# START OF MATERIAL SUPPLIED
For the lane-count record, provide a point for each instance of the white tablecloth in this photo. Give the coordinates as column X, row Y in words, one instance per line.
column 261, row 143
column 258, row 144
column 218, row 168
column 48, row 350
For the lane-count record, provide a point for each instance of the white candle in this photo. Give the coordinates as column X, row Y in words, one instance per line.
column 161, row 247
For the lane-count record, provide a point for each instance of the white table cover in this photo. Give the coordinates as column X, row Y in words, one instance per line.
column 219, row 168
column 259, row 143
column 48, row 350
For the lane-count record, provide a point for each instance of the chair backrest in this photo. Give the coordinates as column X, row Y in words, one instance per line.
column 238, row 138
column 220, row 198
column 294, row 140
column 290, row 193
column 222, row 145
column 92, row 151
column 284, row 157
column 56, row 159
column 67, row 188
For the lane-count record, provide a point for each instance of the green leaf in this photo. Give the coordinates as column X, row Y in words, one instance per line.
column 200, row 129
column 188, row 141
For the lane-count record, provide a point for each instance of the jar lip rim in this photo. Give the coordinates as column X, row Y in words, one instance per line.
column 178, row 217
# END OF MATERIAL SUPPLIED
* [CHALLENGE]
Format every line of the rows above as a Markdown table with the columns "No." and "Text", numbering the lines in order and leaving out any blank ones.

* [EXERCISE RESULT]
| No. | Text |
|---|---|
| 1 | For the lane-count record, provide a point for each instance of the white tablecloth in this photo. Give the coordinates as column X, row Y in words, one instance per line. |
| 2 | column 261, row 143 |
| 3 | column 258, row 144 |
| 4 | column 218, row 168 |
| 5 | column 48, row 350 |
| 6 | For the lane-count record, provide a point for each instance of the white candle in this photo. Give the coordinates as column X, row Y in words, one instance per line. |
| 7 | column 161, row 247 |
| 8 | For the lane-count record, provide a point for each instance of the white table cover in this photo. Give the coordinates as column X, row Y in words, one instance per line. |
| 9 | column 219, row 168 |
| 10 | column 259, row 143 |
| 11 | column 48, row 350 |
| 12 | For the lane-count record, provide a point for each instance of the chair backrest in this photo. Give the coordinates as column X, row Y in words, one instance per line. |
| 13 | column 238, row 138 |
| 14 | column 220, row 198 |
| 15 | column 294, row 140 |
| 16 | column 290, row 193 |
| 17 | column 222, row 145 |
| 18 | column 92, row 151 |
| 19 | column 284, row 157 |
| 20 | column 56, row 159 |
| 21 | column 67, row 188 |
| 22 | For the lane-count record, provide a point for each instance of the green leaf in this photo. Give the coordinates as column X, row Y in words, one instance per line. |
| 23 | column 200, row 129 |
| 24 | column 188, row 141 |
| 25 | For the lane-count record, provide a point for each instance of the jar lip rim in this photo. Give the coordinates as column X, row Y in words, one instance per line. |
| 26 | column 178, row 217 |